▶ Data for this exercise
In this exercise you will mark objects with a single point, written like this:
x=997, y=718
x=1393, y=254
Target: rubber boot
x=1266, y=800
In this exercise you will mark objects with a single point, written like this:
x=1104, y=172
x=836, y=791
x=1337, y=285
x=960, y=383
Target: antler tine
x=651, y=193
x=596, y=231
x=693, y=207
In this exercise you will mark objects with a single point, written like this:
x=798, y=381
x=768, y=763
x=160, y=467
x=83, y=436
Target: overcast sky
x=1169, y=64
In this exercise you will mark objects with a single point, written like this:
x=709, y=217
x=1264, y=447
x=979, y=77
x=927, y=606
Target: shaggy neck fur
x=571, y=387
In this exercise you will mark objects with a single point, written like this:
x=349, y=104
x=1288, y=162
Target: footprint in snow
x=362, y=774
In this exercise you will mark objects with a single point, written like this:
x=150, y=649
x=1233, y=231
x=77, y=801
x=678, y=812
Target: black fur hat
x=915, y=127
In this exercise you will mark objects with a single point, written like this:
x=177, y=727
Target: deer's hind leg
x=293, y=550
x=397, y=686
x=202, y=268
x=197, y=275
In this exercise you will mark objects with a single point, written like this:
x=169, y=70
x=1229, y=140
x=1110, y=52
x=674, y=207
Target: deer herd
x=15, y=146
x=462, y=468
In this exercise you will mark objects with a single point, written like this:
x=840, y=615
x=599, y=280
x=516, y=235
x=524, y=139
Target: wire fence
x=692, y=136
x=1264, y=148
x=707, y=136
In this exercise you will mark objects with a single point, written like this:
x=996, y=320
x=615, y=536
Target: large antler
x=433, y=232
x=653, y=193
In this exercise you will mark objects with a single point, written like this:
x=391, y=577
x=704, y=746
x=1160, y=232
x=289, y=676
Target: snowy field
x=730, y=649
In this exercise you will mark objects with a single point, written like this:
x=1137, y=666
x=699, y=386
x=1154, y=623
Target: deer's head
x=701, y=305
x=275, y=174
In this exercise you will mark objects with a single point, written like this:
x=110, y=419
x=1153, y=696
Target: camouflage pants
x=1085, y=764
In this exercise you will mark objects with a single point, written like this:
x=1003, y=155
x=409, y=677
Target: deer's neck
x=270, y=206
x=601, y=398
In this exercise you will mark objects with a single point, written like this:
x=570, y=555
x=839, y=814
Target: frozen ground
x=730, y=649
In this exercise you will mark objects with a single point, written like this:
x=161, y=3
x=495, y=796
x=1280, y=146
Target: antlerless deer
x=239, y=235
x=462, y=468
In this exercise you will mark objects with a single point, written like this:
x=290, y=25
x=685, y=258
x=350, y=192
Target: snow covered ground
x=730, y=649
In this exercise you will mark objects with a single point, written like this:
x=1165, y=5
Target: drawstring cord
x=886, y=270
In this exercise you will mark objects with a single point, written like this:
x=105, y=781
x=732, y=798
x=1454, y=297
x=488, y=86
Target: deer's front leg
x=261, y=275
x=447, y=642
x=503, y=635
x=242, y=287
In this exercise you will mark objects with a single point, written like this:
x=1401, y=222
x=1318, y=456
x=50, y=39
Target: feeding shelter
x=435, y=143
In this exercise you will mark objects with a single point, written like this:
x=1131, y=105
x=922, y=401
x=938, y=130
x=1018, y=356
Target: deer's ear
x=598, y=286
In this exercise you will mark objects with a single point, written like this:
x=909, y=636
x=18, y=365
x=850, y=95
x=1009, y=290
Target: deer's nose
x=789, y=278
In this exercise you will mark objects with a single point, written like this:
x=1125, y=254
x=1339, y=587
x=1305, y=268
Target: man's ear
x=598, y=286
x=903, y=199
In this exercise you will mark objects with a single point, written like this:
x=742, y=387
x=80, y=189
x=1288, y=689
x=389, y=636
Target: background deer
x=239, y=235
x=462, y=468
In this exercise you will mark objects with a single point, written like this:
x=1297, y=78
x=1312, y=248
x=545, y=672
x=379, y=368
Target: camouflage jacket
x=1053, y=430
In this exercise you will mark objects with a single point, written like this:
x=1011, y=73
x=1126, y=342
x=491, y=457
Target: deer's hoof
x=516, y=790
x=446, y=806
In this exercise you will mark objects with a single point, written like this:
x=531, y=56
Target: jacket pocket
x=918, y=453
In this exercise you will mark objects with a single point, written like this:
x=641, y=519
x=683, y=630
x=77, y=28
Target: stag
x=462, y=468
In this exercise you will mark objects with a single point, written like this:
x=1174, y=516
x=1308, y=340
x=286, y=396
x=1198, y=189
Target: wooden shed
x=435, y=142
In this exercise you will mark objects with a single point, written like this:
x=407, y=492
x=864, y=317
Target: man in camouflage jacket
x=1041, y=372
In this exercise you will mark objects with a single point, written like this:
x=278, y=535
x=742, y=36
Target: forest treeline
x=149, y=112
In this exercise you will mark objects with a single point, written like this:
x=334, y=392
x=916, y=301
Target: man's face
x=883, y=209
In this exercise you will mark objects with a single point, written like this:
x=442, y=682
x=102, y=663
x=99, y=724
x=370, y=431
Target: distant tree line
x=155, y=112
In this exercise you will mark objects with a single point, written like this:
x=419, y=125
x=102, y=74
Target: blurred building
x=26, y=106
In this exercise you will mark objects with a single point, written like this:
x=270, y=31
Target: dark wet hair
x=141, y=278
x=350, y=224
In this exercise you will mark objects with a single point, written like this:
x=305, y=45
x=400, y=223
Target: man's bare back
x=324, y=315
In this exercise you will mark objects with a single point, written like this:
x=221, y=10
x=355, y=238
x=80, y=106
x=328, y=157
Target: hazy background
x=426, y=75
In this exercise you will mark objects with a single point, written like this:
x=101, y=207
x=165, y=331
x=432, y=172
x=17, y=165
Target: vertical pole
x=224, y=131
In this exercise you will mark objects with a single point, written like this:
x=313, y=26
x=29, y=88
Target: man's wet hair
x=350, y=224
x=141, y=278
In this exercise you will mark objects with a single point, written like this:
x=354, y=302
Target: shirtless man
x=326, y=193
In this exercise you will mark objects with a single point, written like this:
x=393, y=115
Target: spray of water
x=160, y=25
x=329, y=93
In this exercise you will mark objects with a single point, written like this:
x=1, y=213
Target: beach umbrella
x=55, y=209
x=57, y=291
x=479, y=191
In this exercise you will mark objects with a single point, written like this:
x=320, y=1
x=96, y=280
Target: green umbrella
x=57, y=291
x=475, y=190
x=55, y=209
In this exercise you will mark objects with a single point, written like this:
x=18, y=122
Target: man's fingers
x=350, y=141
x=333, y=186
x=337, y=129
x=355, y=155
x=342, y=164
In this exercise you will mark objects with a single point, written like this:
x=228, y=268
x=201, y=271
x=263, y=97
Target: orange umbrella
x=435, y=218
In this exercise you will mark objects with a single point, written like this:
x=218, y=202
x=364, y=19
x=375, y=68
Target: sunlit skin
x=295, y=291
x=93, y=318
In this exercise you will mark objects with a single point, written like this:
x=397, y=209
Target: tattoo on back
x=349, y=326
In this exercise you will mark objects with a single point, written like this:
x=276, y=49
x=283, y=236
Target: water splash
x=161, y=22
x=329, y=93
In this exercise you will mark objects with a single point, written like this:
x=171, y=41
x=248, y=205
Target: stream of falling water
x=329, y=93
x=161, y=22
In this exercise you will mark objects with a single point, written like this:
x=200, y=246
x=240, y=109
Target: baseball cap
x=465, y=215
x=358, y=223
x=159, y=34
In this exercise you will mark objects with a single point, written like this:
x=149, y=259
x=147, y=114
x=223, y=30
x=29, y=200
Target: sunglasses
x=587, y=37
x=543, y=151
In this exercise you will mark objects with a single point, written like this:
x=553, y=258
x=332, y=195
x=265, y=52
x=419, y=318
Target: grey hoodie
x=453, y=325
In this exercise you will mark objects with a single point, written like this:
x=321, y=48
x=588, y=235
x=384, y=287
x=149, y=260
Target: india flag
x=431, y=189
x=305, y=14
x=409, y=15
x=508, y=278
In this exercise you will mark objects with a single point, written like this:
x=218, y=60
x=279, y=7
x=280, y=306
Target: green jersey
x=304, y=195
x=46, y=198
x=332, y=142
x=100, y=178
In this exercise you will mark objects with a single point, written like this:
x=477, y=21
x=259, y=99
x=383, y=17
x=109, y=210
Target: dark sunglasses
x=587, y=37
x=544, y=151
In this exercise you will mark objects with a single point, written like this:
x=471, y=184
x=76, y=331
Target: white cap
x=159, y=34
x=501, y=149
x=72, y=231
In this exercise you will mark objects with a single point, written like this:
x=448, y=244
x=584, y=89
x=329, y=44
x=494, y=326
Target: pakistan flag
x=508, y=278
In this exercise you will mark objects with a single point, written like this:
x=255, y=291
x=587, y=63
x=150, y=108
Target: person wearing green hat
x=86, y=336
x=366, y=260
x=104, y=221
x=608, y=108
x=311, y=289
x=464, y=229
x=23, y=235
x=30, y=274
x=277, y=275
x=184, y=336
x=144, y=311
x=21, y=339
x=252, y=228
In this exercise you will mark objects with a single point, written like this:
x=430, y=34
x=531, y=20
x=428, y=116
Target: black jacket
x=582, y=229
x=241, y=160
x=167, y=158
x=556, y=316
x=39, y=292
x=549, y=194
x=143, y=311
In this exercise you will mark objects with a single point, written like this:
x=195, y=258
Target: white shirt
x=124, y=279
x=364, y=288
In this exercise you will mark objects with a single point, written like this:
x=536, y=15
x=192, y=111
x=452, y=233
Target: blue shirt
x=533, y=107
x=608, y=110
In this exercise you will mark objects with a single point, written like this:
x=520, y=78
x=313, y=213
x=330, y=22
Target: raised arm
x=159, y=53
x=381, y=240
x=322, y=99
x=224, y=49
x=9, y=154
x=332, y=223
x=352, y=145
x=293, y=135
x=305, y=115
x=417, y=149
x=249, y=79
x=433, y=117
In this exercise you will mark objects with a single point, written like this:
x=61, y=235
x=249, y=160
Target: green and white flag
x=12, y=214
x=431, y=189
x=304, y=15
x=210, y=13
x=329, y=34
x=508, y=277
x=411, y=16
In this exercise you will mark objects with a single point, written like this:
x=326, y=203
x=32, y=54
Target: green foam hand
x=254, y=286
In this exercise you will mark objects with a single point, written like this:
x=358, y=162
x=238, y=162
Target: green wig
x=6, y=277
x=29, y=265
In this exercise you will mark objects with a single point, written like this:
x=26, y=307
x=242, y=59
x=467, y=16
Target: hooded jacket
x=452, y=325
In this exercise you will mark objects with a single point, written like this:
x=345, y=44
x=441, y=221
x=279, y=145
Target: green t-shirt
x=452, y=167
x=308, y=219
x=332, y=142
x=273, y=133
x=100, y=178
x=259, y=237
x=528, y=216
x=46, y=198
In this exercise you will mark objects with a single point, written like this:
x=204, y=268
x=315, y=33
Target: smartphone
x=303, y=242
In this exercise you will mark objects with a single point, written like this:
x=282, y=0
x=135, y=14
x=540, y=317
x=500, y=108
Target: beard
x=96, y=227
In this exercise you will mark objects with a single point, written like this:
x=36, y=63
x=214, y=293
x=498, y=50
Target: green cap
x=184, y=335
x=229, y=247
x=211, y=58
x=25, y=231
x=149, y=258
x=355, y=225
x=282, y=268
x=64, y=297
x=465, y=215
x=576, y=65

▶ Brief
Write out the lines above verbatim, from the very first line through the line containing "x=707, y=136", including both of those lines.

▶ Solution for this problem
In this exercise you will mark objects with a single point, written like this:
x=997, y=718
x=1393, y=254
Target: rubber boot
x=1266, y=800
In this exercise you will mark objects with a single point, written like this:
x=1104, y=172
x=836, y=791
x=1337, y=285
x=960, y=383
Target: antler tine
x=651, y=193
x=596, y=231
x=693, y=207
In this exercise you will mark objects with a single point, written like this:
x=798, y=381
x=768, y=763
x=160, y=467
x=83, y=436
Target: overcast sky
x=1169, y=64
In this exercise you will mark objects with a single point, written like this:
x=709, y=217
x=1264, y=447
x=979, y=77
x=927, y=606
Target: shaggy neck fur
x=571, y=387
In this exercise you will mark objects with a single point, written like this:
x=349, y=104
x=1288, y=162
Target: footprint in snow
x=362, y=774
In this exercise you will mark objects with a single point, written like this:
x=150, y=649
x=1233, y=231
x=77, y=801
x=678, y=812
Target: black fur hat
x=915, y=127
In this exercise you will mark objects with a single point, written like this:
x=177, y=727
Target: deer's hind leg
x=293, y=550
x=397, y=686
x=202, y=268
x=197, y=275
In this exercise you will mark objects with a single point, written like this:
x=169, y=70
x=1229, y=140
x=1110, y=52
x=674, y=207
Target: deer herd
x=15, y=146
x=462, y=468
In this exercise you will mark objects with a single point, written like this:
x=840, y=615
x=599, y=280
x=516, y=235
x=524, y=139
Target: wire fence
x=692, y=136
x=1264, y=148
x=707, y=136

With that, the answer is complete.